> **Excerpted records**
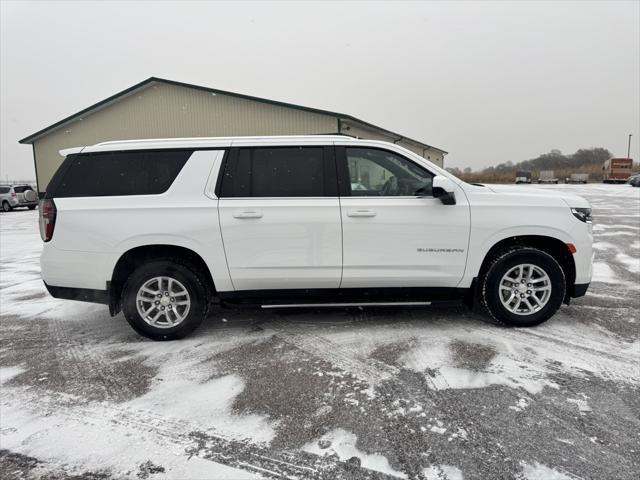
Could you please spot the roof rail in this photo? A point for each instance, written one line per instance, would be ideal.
(336, 133)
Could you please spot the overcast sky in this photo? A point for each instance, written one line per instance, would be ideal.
(488, 82)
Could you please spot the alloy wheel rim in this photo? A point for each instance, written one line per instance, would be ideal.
(163, 302)
(525, 289)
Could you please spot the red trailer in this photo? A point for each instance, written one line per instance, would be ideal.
(616, 170)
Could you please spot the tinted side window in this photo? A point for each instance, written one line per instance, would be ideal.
(279, 172)
(121, 173)
(374, 172)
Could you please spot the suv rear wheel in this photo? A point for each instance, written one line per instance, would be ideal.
(523, 287)
(165, 300)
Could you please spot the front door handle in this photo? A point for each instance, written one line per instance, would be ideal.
(248, 214)
(361, 213)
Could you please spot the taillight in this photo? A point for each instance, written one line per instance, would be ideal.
(47, 211)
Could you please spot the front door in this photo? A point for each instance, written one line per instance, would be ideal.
(280, 218)
(395, 233)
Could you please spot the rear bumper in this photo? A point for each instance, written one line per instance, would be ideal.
(73, 269)
(79, 294)
(579, 290)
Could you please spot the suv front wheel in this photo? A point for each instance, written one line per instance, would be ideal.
(523, 287)
(165, 300)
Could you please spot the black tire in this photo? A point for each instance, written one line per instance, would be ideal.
(500, 265)
(192, 280)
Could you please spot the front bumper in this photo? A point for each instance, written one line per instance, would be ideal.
(79, 294)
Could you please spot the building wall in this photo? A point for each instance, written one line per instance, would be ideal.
(165, 111)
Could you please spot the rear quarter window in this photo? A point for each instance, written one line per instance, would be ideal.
(120, 173)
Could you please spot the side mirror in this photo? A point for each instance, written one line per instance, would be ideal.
(444, 189)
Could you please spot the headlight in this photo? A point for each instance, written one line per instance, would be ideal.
(582, 214)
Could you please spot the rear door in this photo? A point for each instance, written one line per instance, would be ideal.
(395, 233)
(279, 215)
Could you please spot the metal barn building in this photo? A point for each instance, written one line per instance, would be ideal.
(159, 108)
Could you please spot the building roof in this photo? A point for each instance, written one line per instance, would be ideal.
(34, 136)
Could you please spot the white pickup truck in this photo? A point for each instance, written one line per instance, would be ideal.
(159, 228)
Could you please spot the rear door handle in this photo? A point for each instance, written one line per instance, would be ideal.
(248, 214)
(361, 213)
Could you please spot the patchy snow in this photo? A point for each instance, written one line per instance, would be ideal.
(209, 405)
(442, 472)
(631, 263)
(96, 438)
(7, 373)
(537, 471)
(343, 444)
(603, 273)
(581, 403)
(520, 405)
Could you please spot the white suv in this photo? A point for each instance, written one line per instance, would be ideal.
(158, 228)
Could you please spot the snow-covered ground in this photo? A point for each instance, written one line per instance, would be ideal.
(434, 393)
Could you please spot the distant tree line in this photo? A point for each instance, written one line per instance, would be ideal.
(585, 160)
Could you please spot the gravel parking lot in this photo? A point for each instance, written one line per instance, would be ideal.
(435, 393)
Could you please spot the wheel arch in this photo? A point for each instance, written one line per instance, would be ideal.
(136, 256)
(551, 245)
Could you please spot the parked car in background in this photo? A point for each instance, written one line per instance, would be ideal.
(523, 176)
(314, 221)
(546, 176)
(20, 195)
(617, 170)
(578, 178)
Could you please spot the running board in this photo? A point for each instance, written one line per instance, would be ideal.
(350, 304)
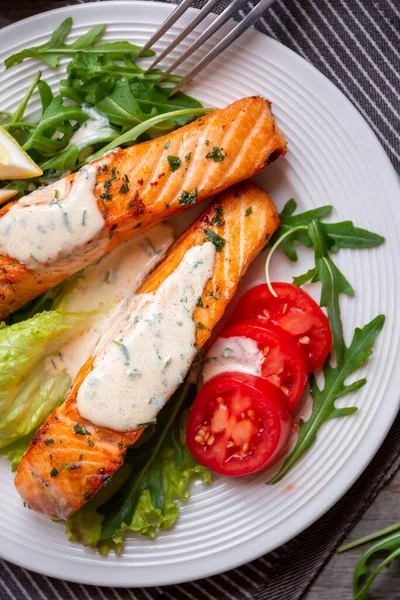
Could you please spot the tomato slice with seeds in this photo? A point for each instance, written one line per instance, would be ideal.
(293, 310)
(238, 424)
(282, 360)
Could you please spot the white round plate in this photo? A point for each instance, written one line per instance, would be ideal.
(333, 158)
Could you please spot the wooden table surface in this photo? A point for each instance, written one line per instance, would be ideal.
(335, 580)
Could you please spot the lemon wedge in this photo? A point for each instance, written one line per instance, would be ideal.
(14, 161)
(6, 195)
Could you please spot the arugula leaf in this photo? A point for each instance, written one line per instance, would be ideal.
(133, 134)
(300, 280)
(17, 117)
(390, 545)
(338, 235)
(152, 97)
(334, 388)
(345, 235)
(56, 118)
(388, 541)
(333, 283)
(52, 51)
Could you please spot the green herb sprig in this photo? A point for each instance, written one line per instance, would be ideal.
(386, 541)
(327, 238)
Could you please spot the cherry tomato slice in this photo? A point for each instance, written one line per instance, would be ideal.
(238, 424)
(293, 310)
(281, 360)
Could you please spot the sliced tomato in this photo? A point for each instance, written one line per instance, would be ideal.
(283, 362)
(238, 424)
(293, 310)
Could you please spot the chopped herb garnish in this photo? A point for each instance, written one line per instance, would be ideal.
(213, 237)
(217, 218)
(66, 222)
(124, 189)
(174, 162)
(106, 196)
(188, 197)
(80, 430)
(216, 154)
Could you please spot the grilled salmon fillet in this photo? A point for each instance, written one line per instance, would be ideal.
(95, 453)
(137, 187)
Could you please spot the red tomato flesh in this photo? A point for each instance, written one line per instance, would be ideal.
(284, 364)
(238, 424)
(293, 310)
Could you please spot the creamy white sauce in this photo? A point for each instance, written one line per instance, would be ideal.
(94, 129)
(106, 287)
(233, 354)
(52, 222)
(145, 358)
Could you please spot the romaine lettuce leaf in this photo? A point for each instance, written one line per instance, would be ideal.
(28, 394)
(143, 496)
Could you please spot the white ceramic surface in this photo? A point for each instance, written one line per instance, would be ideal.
(333, 158)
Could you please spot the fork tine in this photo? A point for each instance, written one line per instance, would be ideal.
(211, 29)
(247, 22)
(174, 16)
(207, 8)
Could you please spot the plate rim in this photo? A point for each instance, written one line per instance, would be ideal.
(111, 576)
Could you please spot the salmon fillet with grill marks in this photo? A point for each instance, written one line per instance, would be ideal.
(245, 130)
(97, 452)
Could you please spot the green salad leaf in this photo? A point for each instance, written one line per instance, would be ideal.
(90, 43)
(327, 238)
(334, 388)
(388, 544)
(28, 393)
(144, 497)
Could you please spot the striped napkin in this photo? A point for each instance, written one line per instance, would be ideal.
(356, 44)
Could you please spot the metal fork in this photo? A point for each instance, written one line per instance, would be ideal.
(220, 20)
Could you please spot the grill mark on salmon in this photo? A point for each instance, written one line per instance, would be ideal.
(245, 129)
(98, 452)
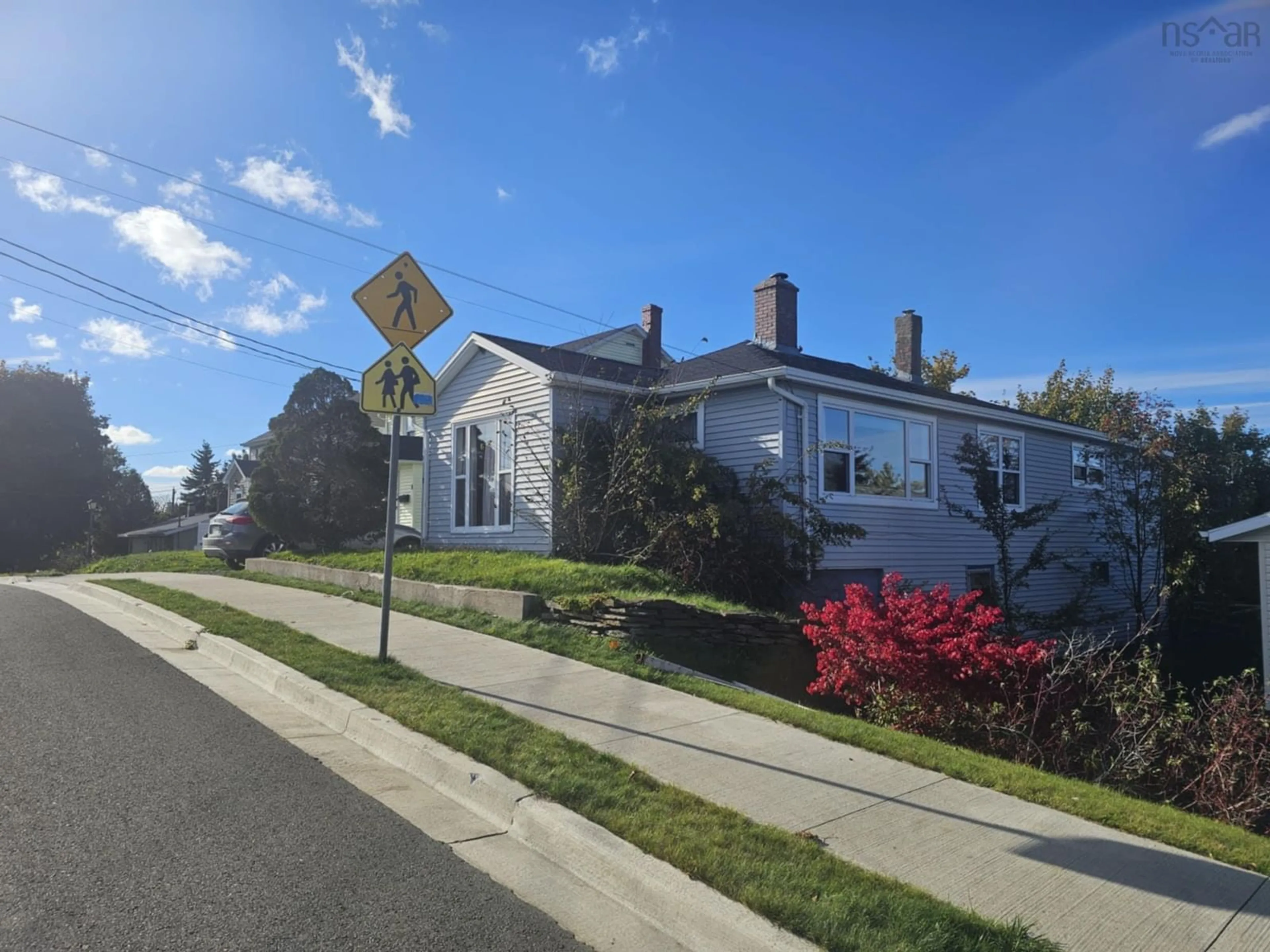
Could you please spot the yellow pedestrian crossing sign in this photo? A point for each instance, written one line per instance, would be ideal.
(402, 302)
(399, 384)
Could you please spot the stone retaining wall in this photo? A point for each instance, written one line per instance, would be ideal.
(662, 619)
(517, 606)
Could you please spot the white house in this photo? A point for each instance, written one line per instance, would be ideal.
(875, 450)
(1255, 531)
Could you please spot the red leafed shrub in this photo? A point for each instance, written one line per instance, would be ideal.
(1102, 711)
(916, 643)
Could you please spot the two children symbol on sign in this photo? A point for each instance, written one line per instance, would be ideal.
(408, 377)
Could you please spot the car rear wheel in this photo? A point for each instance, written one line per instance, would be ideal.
(271, 546)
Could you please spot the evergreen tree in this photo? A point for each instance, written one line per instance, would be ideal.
(322, 480)
(202, 489)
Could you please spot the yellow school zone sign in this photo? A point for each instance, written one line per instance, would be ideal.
(402, 302)
(399, 384)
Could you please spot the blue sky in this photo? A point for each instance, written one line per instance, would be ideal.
(1039, 182)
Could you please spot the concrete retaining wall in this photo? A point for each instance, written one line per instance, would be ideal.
(665, 619)
(517, 606)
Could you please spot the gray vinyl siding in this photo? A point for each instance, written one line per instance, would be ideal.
(627, 347)
(491, 388)
(743, 428)
(929, 545)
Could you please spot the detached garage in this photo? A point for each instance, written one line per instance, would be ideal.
(1255, 531)
(183, 534)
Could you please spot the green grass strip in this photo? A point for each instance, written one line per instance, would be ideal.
(1155, 822)
(790, 880)
(524, 572)
(1142, 818)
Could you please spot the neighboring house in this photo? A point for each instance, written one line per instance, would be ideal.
(238, 474)
(487, 469)
(185, 532)
(1255, 531)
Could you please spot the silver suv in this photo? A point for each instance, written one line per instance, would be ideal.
(234, 536)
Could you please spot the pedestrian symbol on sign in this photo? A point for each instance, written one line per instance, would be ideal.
(409, 294)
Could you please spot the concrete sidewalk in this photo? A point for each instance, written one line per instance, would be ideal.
(1082, 885)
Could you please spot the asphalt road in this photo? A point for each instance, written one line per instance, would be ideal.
(142, 812)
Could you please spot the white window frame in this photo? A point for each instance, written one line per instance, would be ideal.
(1023, 460)
(498, 420)
(700, 413)
(1091, 451)
(853, 408)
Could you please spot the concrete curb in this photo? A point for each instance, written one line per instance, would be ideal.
(689, 911)
(517, 606)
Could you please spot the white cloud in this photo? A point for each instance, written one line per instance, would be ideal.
(601, 56)
(189, 197)
(129, 436)
(181, 249)
(265, 315)
(192, 334)
(1238, 126)
(119, 338)
(360, 219)
(49, 193)
(282, 184)
(312, 302)
(98, 160)
(22, 313)
(375, 87)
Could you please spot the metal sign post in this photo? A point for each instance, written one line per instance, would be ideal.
(405, 308)
(390, 521)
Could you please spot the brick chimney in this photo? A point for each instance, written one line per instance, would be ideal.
(653, 342)
(909, 347)
(777, 313)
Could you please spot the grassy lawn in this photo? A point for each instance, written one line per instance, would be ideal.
(1155, 822)
(157, 563)
(524, 572)
(788, 879)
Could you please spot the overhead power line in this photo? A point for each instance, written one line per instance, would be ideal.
(129, 343)
(307, 222)
(337, 233)
(164, 308)
(266, 355)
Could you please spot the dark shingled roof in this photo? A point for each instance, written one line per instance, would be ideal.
(559, 360)
(751, 357)
(746, 357)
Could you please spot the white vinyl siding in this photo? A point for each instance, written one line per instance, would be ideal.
(489, 388)
(411, 484)
(484, 474)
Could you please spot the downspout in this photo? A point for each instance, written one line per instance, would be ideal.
(803, 451)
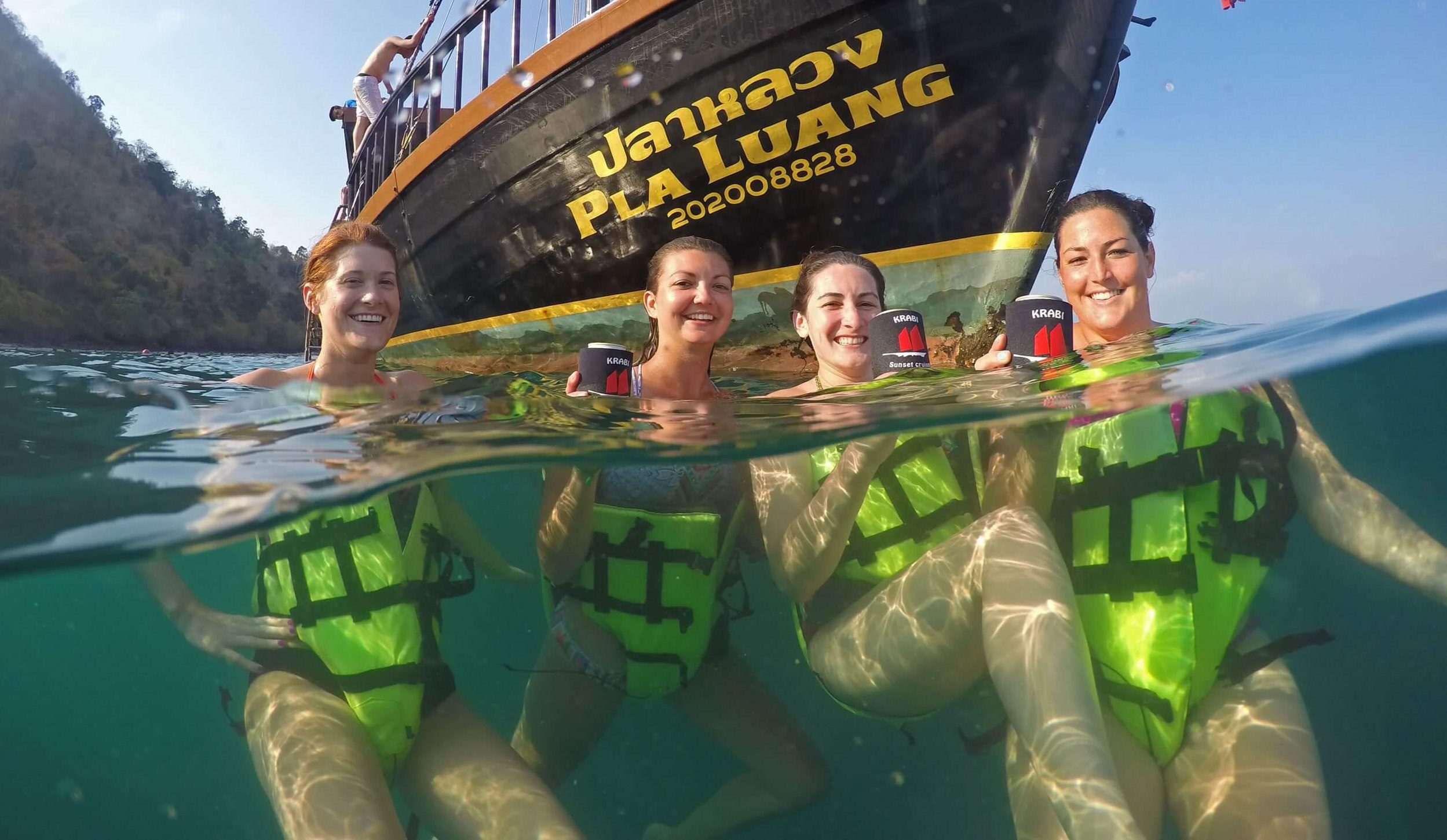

> **To do**
Exactly the lines from the one that contains "Could you please spot the dark" through the final line of the records above are needed, given again word for word, with every picture left out.

> **Result for this task**
Could you please spot the dark shingled roof in this photo? A point for each instance, written one line per instance, would be ideal.
(559, 360)
(751, 357)
(746, 357)
Could you please spot the white vinyl siding in this photo? A point for each instance, written one line per instance, would be ideal.
(489, 388)
(411, 484)
(484, 474)
Could you please spot the downspout in this photo? A point for each instance, written one line per instance, would be ideal.
(803, 451)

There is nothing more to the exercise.